GIVEN TEXT —
○ ○ ○ ○ ○

What a Woman Wants to Hear is the debut album of American country music singer Dawn Sears. It was released in 1991 via Warner Bros. Records. The tracks "Till You Come Back to Me" and "Good Goodbye" were released as singles.

Critical reception
Giving it a "B+", Alanna Nash of Entertainment Weekly praised Sears' "emotive" voice, comparing her favorably to Reba McEntire and Shelby Lynne. She also wrote that the album contained a "solid repertoire".

Michael McCall of AllMusic writes, "Her powerful debut, produced by Barry Beckett, it reveals her ability with a forceful country rocker ("Good Goodbye") as well as a touching ballad ("Till You Come Back to Me.")"

Track listing

Personnel
Compiled from liner notes.

○ ○ ○ ○ ○

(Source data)
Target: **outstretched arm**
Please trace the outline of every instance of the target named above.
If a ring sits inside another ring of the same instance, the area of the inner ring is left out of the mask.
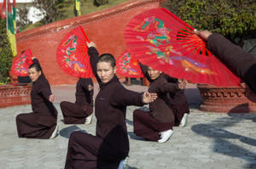
[[[256,93],[256,59],[220,34],[195,31],[207,41],[207,48]]]
[[[139,62],[139,65],[140,65],[141,70],[143,71],[143,74],[145,76],[145,77],[148,79],[148,82],[151,82],[152,80],[149,77],[149,75],[148,73],[148,66],[142,64],[141,62]]]
[[[96,44],[93,42],[87,42],[87,47],[88,47],[88,54],[90,56],[90,62],[91,65],[92,71],[96,77],[96,80],[101,82],[98,75],[97,75],[97,62],[99,60],[99,53],[96,48]]]
[[[156,93],[145,92],[143,93],[127,90],[125,87],[120,88],[112,96],[112,101],[114,105],[137,105],[143,106],[156,99]]]

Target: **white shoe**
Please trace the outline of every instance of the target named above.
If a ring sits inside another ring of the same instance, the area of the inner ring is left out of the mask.
[[[173,134],[173,131],[171,129],[161,132],[160,132],[161,138],[158,140],[158,143],[162,144],[162,143],[166,142],[172,134]]]
[[[90,124],[91,123],[91,119],[92,119],[92,114],[85,118],[84,124]]]
[[[125,169],[125,166],[126,166],[127,161],[128,161],[128,156],[125,157],[125,159],[124,159],[123,161],[120,161],[118,169]]]
[[[58,129],[59,129],[59,126],[56,125],[55,131],[52,132],[49,139],[54,138],[58,135]]]
[[[188,124],[188,120],[189,120],[189,114],[185,113],[178,127],[186,127]]]

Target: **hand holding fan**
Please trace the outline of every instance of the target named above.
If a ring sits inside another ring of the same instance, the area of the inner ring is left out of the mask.
[[[118,57],[116,66],[117,73],[125,77],[143,77],[137,59],[131,57],[127,51]]]
[[[81,26],[72,30],[61,41],[56,59],[67,74],[83,78],[94,76],[87,54],[87,42],[89,40]]]
[[[167,75],[215,86],[239,86],[241,80],[206,48],[194,28],[165,8],[154,8],[128,23],[125,37],[131,54]]]
[[[32,59],[32,54],[30,49],[26,50],[18,57],[13,59],[11,72],[19,76],[28,76],[28,67],[33,63]]]

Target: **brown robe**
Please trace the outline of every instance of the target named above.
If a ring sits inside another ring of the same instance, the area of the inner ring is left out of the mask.
[[[150,78],[147,71],[148,66],[141,63],[140,66],[146,78],[149,82],[152,82],[153,80]],[[166,74],[163,74],[162,76],[166,79],[167,82],[170,83],[171,86],[177,86],[177,79],[171,77]],[[185,113],[189,114],[189,103],[184,94],[184,90],[172,90],[172,92],[167,93],[165,101],[172,110],[174,115],[174,126],[178,126],[183,117],[183,115]]]
[[[207,48],[256,93],[256,58],[220,34],[207,39]]]
[[[148,92],[156,93],[158,98],[149,104],[149,112],[136,110],[133,113],[134,133],[151,141],[160,138],[159,132],[172,129],[174,115],[169,107],[169,93],[178,90],[177,83],[167,82],[164,75],[152,80],[147,72],[148,66],[140,64],[143,73],[150,82]]]
[[[37,59],[33,63],[39,64]],[[32,113],[16,116],[19,138],[49,138],[56,127],[57,110],[49,97],[51,95],[49,84],[42,74],[32,83],[31,100]]]
[[[65,124],[84,124],[85,118],[92,114],[93,90],[88,90],[89,85],[93,87],[91,78],[79,78],[76,86],[76,102],[61,103]]]
[[[125,89],[114,76],[103,83],[96,75],[98,52],[93,47],[88,54],[100,91],[96,98],[96,136],[73,132],[68,143],[65,168],[118,168],[129,153],[125,125],[127,105],[143,105],[143,94]]]

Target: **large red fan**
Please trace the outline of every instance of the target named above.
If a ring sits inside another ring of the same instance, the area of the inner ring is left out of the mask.
[[[143,74],[135,57],[131,57],[128,51],[124,52],[117,59],[117,73],[125,77],[143,77]]]
[[[28,67],[33,63],[32,54],[30,49],[26,50],[20,55],[13,59],[11,72],[19,76],[28,76]]]
[[[129,51],[140,62],[194,83],[239,86],[241,80],[206,48],[194,28],[165,8],[135,16],[125,29]]]
[[[57,48],[56,59],[67,74],[83,78],[93,76],[87,54],[87,42],[89,40],[81,26],[72,30],[61,41]]]

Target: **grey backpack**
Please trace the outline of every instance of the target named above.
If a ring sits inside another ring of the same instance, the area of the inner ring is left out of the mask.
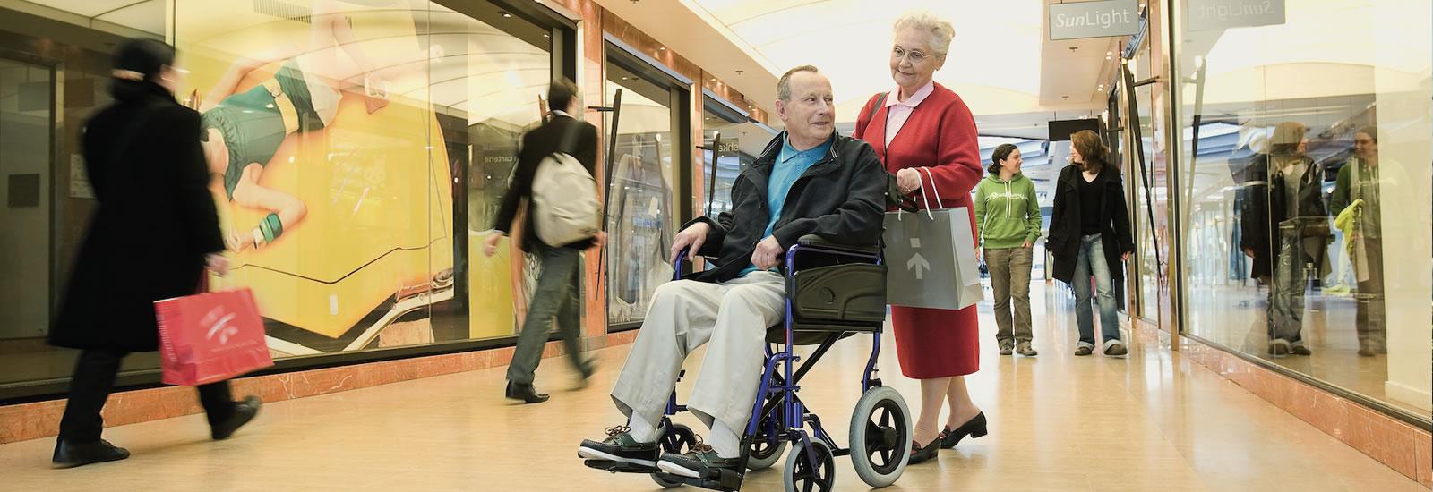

○ ○ ○ ○ ○

STATED PROBLEM —
Using the album text, answer these:
(a) Which record label released the album, and in what year?
(b) What grade did Alanna Nash of Entertainment Weekly give it?
(c) Who produced the album?

WRITTEN SOLUTION —
(a) Warner Bros. Records, in 1991.
(b) A "B+".
(c) Barry Beckett.